Patent Cooperation Treaty (PCT): No

(30) Application Priority Data:
Application No. Country/Territory Date
12/074,252 (United States of America) 2008-02-29
12/288,490 (United States of America) 2008-10-20

Abstracts

English Abstract


A method to identify financial opportunity within a set of data, and
maximize financial gains from the data set while minimizing marketing costs
the method is presented. The method obtains the set of data, the set of data
including a value component and an opportunity component, calculates a
number of opportunity transactions. The method then creates a value matrix
for value components and opportunity components of the set of data to define
at least two audiences and identifies at least one audience of the at least
two
audiences that has a larger opportunity component than a smaller opportunity
component of another of the at least two audiences. The method also
performs marketing to the at least one of the at least two audiences that has
the larger opportunity component.


Claims

Note: Claims are shown in the official language in which they were submitted.

• • • • • • •

◆ TASK DIRECTIONS ◆
Extend the patent page on finding financial opportunity in a data set, picking up after its final line. The listing comes from a separate source.

◆ DATASET ◆
• • • • • • •

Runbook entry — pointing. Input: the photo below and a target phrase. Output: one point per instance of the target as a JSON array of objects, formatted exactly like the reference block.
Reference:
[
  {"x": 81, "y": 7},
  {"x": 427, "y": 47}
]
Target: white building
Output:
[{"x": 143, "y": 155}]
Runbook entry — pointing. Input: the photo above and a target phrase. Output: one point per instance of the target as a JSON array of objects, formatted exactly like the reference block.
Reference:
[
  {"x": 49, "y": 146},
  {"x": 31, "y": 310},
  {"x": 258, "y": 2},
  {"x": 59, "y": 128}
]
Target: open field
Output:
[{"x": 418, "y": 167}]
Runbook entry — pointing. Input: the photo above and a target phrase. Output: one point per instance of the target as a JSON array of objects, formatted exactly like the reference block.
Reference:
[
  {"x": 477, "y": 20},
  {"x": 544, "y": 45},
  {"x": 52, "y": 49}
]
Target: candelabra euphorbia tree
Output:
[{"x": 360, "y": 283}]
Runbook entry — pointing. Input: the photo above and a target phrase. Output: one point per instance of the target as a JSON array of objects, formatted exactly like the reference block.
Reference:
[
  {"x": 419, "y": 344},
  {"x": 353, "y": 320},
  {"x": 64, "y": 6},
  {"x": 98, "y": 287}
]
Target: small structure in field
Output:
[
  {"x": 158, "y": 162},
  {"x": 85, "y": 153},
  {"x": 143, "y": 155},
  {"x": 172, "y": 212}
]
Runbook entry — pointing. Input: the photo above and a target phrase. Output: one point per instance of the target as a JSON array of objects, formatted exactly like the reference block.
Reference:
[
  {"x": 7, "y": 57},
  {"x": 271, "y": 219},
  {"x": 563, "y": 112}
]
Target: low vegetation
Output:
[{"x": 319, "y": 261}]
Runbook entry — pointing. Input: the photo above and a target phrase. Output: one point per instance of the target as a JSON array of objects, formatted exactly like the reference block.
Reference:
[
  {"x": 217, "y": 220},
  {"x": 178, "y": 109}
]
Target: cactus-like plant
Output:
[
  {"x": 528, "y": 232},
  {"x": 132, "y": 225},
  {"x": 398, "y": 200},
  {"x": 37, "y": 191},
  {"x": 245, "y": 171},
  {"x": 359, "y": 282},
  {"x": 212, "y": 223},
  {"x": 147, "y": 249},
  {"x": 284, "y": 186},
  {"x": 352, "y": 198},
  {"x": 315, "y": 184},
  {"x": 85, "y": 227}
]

• • • • • • •

◆ EXERCISE RESULT ◆
What is claimed is:
1. A method to identify financial opportunity within a set of data, and
maximize financial gains from the data set while minimizing marketing costs,
comprising:
obtaining the set of data, the set of data including a value component
and an opportunity component;
calculating a number of opportunity transactions;
creating a value matrix for the value components and the opportunity
components of the set of data to define at least two audiences;
identifying at least one audience of the at least two audiences that has
a larger opportunity component than a smaller opportunity component of
another of the at least two audiences;
migrating the at least one audience of the at least two audiences that
has a larger opportunity component than a smaller opportunity component of
another of the at least two audiences to a higher value opportunity;
tracking the value components and the opportunity components of all
audiences; and
marketing to the at least one of the at least two audiences that has the
larger opportunity component.
2. The method according to claim 1, wherein the calculation of the
number of opportunity transactions includes adding a number of checks
written by an individual with a number of PIN transactions and a number of
ATM withdrawals.
3. The method according to claim 1, wherein the value component of the
set is calculated from a number of financial signature transactions completed
by an individual.
4. The method according to claim 1, wherein the opportunity component
of the set is calculated from transactions that have a possibility of
migration
from a lower financial gain to a higher financial gain.
16

5. The method according to claim 1, wherein the set of data is derived
from financial transaction card users.
6. The method according to claim 1, wherein the calculation of the number
of opportunity transactions includes adding a number of checks written by an
individual with a number of PIN transactions and a number of ATM
withdrawals minus a number of checks written that cannot be migrated.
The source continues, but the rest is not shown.